*Dataset entries*
>>>
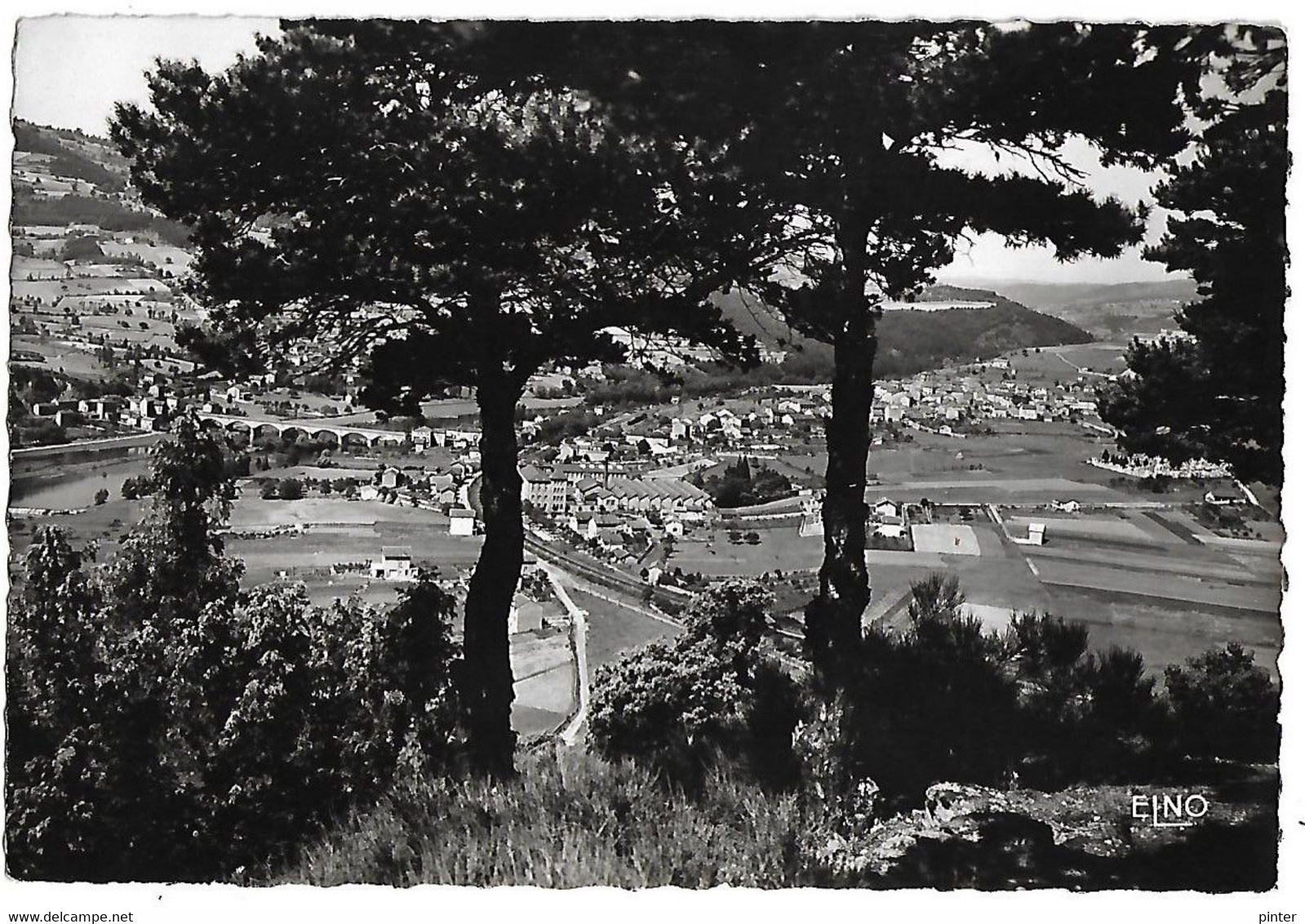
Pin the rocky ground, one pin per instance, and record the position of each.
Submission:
(1082, 838)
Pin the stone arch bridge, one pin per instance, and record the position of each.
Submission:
(312, 429)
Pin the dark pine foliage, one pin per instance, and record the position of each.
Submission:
(449, 218)
(839, 126)
(1219, 394)
(162, 725)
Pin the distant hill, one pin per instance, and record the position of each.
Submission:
(63, 176)
(1109, 312)
(912, 341)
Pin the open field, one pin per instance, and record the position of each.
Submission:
(63, 357)
(945, 540)
(615, 629)
(544, 686)
(1168, 633)
(1167, 598)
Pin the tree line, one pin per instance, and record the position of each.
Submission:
(462, 204)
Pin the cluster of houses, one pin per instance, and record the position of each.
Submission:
(579, 488)
(945, 400)
(529, 612)
(885, 518)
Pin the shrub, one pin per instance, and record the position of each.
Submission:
(710, 690)
(165, 726)
(932, 702)
(1224, 705)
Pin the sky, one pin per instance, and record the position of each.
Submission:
(113, 55)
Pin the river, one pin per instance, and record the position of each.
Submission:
(72, 484)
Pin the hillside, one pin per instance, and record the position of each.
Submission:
(912, 341)
(63, 178)
(1113, 312)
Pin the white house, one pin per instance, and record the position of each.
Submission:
(394, 564)
(1223, 499)
(886, 508)
(891, 527)
(462, 522)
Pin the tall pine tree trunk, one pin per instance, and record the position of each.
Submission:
(487, 673)
(834, 616)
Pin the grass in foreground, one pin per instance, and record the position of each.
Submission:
(566, 821)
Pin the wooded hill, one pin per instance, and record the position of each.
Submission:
(914, 341)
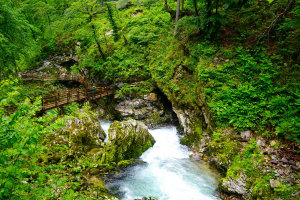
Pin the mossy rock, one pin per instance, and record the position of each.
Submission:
(126, 140)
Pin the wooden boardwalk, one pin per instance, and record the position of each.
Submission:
(50, 77)
(64, 97)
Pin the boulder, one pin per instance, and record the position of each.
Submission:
(148, 108)
(126, 140)
(246, 135)
(83, 135)
(85, 129)
(235, 186)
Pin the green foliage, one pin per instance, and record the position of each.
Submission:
(246, 94)
(20, 134)
(112, 20)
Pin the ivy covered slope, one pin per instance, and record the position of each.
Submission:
(230, 69)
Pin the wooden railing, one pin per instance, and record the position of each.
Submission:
(58, 99)
(48, 77)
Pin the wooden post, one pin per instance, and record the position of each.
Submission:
(78, 94)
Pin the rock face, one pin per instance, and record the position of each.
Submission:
(236, 186)
(86, 130)
(126, 140)
(149, 109)
(185, 117)
(81, 134)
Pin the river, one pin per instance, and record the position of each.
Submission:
(167, 174)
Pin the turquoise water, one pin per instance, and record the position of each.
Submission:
(167, 174)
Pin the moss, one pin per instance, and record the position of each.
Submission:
(127, 140)
(125, 163)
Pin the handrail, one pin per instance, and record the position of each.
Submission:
(57, 99)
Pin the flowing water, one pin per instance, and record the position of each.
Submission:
(167, 174)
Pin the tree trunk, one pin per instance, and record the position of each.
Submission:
(195, 6)
(177, 16)
(97, 42)
(166, 5)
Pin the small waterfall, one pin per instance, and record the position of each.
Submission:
(168, 174)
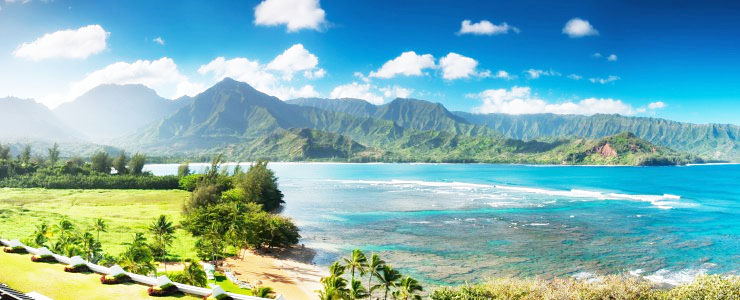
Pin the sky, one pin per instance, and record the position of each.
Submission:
(678, 60)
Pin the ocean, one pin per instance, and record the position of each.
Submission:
(448, 224)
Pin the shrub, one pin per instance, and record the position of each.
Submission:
(16, 249)
(77, 268)
(161, 291)
(108, 279)
(43, 258)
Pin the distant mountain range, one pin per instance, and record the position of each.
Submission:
(235, 119)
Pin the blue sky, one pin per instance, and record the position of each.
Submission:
(672, 59)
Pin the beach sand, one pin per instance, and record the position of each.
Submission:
(289, 273)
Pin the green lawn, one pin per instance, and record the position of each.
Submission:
(125, 212)
(49, 279)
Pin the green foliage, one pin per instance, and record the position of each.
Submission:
(260, 186)
(53, 154)
(101, 162)
(183, 170)
(120, 162)
(136, 165)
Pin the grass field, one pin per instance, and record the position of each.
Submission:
(125, 212)
(49, 279)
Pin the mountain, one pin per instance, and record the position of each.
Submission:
(235, 119)
(232, 111)
(109, 111)
(27, 120)
(407, 113)
(710, 141)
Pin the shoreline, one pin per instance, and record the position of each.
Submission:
(289, 273)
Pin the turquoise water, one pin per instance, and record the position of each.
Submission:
(451, 223)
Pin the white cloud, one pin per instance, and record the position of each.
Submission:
(578, 27)
(295, 59)
(504, 75)
(391, 92)
(657, 105)
(610, 78)
(455, 66)
(161, 75)
(485, 27)
(520, 100)
(72, 43)
(407, 64)
(534, 73)
(295, 14)
(263, 78)
(358, 91)
(369, 92)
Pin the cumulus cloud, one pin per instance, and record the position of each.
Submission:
(578, 27)
(272, 78)
(534, 73)
(369, 92)
(294, 14)
(504, 75)
(296, 59)
(72, 43)
(162, 75)
(520, 100)
(407, 64)
(484, 27)
(610, 78)
(657, 105)
(455, 66)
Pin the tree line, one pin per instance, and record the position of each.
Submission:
(100, 171)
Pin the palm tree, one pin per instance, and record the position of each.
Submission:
(138, 257)
(262, 292)
(334, 287)
(387, 278)
(407, 289)
(90, 246)
(356, 261)
(100, 226)
(357, 291)
(195, 275)
(373, 267)
(164, 234)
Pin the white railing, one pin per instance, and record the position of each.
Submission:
(189, 289)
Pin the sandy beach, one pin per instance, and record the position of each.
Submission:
(288, 273)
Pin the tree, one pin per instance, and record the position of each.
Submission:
(120, 162)
(260, 186)
(136, 165)
(357, 291)
(407, 289)
(90, 246)
(262, 292)
(356, 261)
(101, 162)
(138, 258)
(164, 234)
(195, 275)
(25, 156)
(388, 278)
(373, 267)
(183, 170)
(4, 152)
(100, 226)
(54, 155)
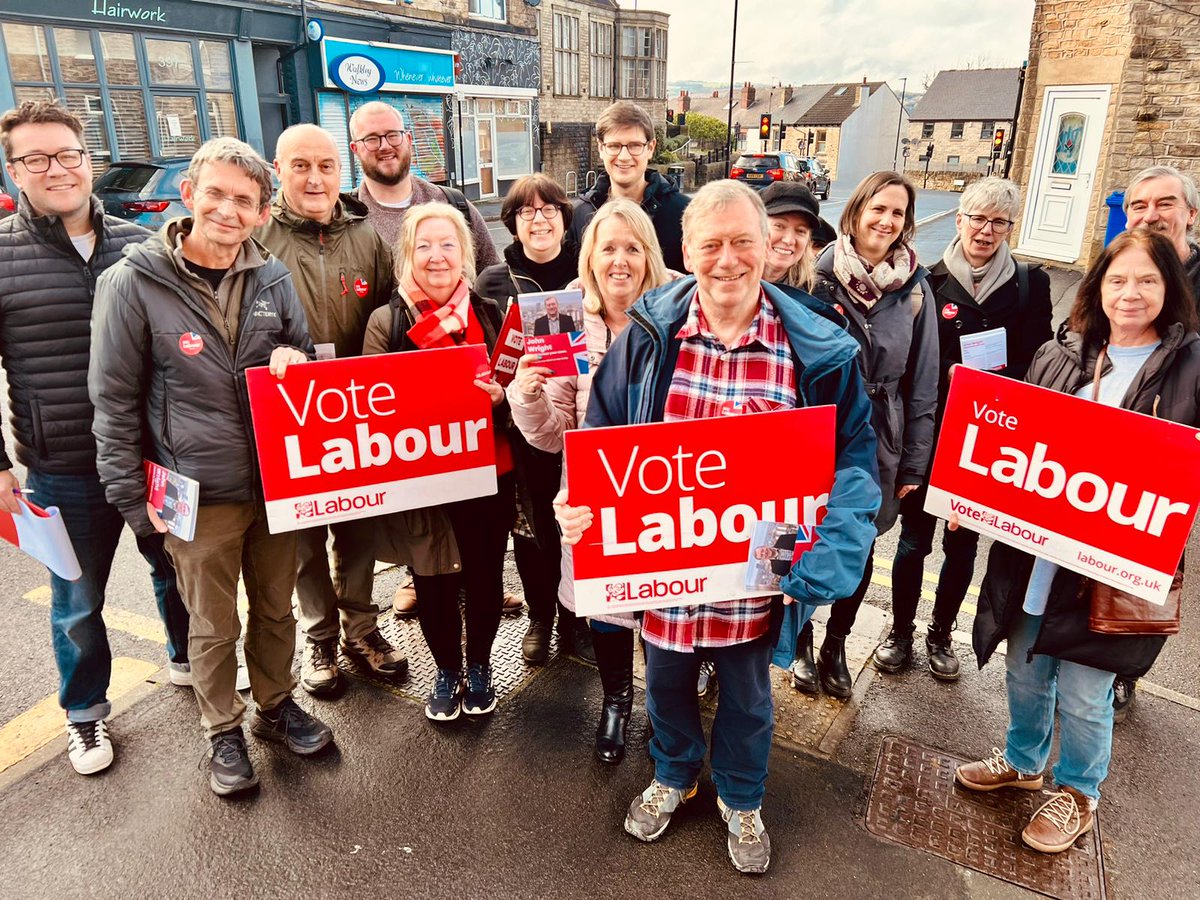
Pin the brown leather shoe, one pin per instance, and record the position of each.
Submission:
(1060, 821)
(994, 773)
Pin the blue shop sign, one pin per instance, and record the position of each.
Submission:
(369, 67)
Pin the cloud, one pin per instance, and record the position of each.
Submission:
(841, 40)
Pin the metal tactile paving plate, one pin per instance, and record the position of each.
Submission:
(509, 670)
(915, 802)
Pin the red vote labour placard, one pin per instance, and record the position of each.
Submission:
(360, 437)
(675, 504)
(1101, 491)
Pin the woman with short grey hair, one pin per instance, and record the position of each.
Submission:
(978, 288)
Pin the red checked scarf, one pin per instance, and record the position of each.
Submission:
(447, 325)
(868, 286)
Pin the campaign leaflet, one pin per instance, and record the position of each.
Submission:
(366, 436)
(1097, 490)
(676, 504)
(553, 330)
(509, 347)
(174, 497)
(774, 550)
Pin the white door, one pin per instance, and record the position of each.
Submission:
(1062, 180)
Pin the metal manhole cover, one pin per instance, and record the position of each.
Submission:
(915, 802)
(509, 669)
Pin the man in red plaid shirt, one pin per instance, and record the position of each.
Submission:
(697, 347)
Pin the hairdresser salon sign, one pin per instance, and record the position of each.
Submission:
(1101, 491)
(363, 437)
(676, 504)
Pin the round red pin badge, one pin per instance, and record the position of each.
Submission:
(191, 343)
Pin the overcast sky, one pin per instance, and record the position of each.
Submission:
(817, 41)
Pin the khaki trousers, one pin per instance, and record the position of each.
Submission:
(232, 538)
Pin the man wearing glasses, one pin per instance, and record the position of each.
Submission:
(625, 139)
(53, 250)
(389, 189)
(178, 323)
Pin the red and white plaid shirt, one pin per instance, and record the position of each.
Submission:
(711, 378)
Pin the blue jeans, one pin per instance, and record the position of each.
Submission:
(1084, 697)
(742, 730)
(77, 625)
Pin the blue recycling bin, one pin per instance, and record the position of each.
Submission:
(1117, 220)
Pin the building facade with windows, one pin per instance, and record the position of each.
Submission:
(594, 52)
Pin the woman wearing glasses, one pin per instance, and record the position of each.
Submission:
(978, 288)
(537, 213)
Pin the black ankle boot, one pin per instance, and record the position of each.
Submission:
(615, 659)
(943, 665)
(831, 665)
(804, 670)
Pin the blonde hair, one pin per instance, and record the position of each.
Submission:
(406, 240)
(642, 228)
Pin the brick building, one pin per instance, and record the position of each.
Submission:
(593, 53)
(960, 115)
(1113, 87)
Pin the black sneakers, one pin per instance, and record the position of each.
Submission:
(288, 724)
(229, 769)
<<<
*Work item*
Reproduce each line of the records in which the string "metal" appears.

*Output for this exercise*
Pin the metal tactile paving plate, one pin per instance, and record the position of each.
Pin the metal manhole cover, one pin per instance, and record the position of each.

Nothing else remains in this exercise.